Exercise: Output, please, every line from the line that holds "If you could tag each instance of the dirt" to the end, exactly as written.
-- start Records for the task --
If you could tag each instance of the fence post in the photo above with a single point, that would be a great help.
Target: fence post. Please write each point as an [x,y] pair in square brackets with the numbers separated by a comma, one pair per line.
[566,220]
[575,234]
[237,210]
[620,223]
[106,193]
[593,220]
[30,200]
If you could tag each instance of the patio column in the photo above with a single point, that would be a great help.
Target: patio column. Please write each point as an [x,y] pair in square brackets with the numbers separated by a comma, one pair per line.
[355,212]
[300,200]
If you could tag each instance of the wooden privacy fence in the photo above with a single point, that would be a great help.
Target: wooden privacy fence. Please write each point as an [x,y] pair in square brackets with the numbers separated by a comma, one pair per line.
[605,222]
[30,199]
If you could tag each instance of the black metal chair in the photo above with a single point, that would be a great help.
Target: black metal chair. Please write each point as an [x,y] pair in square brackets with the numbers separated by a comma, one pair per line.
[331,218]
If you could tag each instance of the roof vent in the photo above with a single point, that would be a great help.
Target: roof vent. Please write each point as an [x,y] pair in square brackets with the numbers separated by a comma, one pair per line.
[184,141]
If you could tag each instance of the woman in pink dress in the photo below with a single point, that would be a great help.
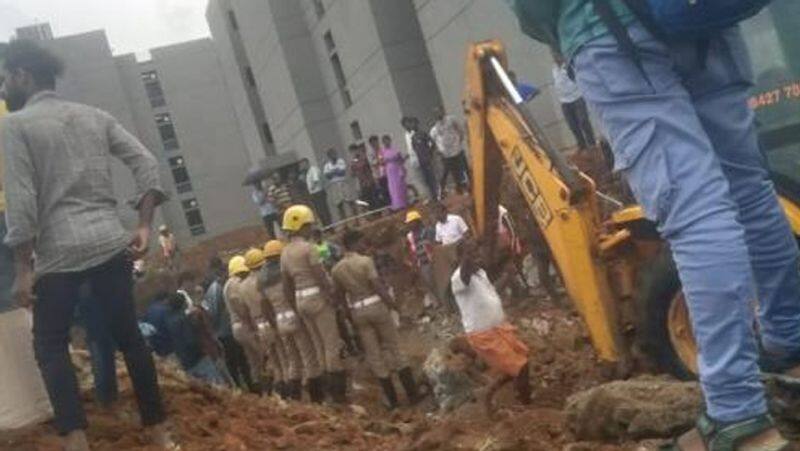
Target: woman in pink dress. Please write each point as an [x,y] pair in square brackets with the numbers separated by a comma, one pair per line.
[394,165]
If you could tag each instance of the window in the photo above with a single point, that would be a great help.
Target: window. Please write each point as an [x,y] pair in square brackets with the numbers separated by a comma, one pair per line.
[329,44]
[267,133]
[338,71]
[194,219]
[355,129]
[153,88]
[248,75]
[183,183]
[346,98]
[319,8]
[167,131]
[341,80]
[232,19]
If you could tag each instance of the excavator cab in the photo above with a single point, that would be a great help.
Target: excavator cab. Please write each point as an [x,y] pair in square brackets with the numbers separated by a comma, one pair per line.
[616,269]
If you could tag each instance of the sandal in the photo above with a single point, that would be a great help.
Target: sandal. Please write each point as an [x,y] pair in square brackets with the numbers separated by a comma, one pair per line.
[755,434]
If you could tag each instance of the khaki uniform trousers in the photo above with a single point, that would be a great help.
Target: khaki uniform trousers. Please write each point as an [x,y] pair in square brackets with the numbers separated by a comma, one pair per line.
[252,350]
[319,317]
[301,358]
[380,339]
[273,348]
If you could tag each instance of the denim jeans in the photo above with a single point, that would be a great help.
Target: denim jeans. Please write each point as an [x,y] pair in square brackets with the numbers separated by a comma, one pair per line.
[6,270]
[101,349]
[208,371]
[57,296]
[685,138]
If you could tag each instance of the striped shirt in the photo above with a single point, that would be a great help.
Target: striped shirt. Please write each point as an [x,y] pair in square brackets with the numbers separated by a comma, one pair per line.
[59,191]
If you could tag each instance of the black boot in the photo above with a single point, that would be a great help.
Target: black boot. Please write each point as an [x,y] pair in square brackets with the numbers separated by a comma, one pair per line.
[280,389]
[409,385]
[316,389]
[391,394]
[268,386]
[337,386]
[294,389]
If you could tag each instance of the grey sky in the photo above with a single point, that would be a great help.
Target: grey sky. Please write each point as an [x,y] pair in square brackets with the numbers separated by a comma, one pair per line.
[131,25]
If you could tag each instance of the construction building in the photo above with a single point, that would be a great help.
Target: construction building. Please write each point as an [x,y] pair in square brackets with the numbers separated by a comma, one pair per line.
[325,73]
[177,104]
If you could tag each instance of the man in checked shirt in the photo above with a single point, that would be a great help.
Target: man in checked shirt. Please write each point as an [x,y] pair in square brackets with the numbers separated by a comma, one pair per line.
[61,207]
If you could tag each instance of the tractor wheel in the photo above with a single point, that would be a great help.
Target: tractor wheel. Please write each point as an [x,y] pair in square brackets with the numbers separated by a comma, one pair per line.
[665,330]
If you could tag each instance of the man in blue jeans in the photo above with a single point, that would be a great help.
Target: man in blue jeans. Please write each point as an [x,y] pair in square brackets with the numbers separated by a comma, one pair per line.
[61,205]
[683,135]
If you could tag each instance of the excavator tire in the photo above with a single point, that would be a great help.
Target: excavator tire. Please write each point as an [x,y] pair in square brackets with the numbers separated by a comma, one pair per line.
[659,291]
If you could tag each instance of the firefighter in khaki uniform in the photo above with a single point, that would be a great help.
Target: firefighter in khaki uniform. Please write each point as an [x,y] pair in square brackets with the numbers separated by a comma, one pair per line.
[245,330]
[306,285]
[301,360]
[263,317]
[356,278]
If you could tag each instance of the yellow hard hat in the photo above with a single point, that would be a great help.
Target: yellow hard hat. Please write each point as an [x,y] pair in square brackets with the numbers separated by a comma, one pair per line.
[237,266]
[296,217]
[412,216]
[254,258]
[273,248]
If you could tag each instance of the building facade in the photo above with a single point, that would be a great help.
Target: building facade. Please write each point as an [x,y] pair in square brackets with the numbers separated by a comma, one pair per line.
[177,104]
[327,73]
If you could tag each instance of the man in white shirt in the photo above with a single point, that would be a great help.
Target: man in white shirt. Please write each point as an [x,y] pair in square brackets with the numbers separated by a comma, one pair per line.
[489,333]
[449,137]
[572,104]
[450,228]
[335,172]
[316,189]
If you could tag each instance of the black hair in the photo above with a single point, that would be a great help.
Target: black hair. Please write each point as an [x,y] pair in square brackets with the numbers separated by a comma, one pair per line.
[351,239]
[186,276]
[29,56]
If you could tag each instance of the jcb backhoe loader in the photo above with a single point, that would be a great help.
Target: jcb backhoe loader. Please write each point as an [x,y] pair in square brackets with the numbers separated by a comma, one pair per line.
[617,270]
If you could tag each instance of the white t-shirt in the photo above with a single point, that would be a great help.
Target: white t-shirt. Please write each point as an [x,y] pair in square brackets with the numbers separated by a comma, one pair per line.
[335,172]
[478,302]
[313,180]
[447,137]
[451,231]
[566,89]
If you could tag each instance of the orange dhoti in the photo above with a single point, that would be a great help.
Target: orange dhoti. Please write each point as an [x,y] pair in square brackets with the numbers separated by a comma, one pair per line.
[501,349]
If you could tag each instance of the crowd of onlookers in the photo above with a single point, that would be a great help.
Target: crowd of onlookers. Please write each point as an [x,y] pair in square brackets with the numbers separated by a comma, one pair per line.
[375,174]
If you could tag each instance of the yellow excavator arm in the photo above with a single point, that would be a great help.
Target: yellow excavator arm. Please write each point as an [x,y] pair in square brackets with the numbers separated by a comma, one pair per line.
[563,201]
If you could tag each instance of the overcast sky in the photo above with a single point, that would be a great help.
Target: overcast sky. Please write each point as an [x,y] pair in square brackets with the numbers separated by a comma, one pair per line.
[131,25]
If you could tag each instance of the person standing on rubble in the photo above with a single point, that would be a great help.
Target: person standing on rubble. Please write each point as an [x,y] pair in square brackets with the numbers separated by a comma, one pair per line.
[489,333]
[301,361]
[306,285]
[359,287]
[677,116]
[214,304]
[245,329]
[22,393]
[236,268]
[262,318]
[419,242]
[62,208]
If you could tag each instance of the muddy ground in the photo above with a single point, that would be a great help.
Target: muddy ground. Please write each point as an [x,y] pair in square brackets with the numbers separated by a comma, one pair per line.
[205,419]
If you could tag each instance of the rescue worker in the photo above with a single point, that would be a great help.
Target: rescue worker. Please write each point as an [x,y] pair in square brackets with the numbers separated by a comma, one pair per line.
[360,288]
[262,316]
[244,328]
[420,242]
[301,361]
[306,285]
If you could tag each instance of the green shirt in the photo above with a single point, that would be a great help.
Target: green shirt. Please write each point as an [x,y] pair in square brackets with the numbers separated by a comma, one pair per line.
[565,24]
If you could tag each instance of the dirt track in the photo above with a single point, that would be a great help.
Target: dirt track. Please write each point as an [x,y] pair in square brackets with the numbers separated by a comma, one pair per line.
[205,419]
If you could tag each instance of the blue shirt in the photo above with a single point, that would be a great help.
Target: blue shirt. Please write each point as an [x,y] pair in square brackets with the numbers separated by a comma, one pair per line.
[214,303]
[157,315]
-- end Records for the task --
Solution for this problem:
If you could tag each instance of the dirt track in the photo above with a single point, that would be a great help.
Target: dirt track. Please write each point as an [x,y] pair in square brackets with the numbers separated by a comma, one pair per line.
[205,419]
If you could tag each instance of the blue shirt in the photo above with a single point, that would be a great help.
Target: blue shirt. Please write each point as an [x,y] pair in square brackets with the numbers separated by a comma, one pair per line.
[214,303]
[157,315]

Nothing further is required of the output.